__REQUIREMENT__
Output the lines from the one containing "arched window -> masks, every instance" through the one containing "[[[92,104],[90,102],[80,102],[79,104],[79,124],[91,125]]]", both included, reproducing each without change and omitting the pictures.

__TASK MATERIAL__
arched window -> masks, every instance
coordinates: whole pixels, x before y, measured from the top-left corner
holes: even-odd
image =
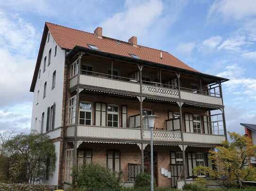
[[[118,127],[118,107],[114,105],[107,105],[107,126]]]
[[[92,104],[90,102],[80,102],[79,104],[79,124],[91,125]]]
* * *
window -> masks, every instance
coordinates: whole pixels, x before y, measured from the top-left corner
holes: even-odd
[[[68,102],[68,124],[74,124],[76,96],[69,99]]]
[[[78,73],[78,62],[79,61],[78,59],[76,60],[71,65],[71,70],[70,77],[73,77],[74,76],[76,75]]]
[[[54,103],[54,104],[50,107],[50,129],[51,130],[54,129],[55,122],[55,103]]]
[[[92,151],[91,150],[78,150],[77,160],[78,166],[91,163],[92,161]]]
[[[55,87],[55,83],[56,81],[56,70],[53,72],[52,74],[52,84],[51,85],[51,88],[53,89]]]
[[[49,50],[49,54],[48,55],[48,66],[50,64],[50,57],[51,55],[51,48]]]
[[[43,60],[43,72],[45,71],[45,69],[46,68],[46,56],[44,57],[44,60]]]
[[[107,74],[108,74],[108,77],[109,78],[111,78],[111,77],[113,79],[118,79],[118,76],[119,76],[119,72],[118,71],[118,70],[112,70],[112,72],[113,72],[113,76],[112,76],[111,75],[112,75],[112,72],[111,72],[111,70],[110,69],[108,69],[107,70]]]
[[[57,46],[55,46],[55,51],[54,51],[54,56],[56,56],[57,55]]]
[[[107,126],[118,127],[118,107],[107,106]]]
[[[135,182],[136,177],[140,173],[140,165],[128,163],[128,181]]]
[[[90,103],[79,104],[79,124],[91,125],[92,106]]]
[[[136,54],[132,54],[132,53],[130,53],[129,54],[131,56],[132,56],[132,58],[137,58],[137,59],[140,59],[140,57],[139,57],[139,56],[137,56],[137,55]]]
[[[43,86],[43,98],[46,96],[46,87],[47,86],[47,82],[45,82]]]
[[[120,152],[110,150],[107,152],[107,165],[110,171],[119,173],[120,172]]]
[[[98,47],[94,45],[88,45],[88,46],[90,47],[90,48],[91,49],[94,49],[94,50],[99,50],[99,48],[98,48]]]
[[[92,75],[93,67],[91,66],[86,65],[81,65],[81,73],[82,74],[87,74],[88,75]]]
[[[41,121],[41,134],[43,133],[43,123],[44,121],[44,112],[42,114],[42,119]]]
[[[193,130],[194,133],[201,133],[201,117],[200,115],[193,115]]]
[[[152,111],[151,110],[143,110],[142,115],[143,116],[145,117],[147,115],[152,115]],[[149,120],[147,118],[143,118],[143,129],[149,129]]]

__FULL SOLUTION__
arched window -> masks, every instance
coordinates: whole pixels, x before y, measured from the top-left corner
holes: even-odd
image =
[[[118,127],[118,107],[114,105],[107,105],[107,126]]]
[[[92,104],[90,102],[80,102],[79,104],[79,124],[91,125]]]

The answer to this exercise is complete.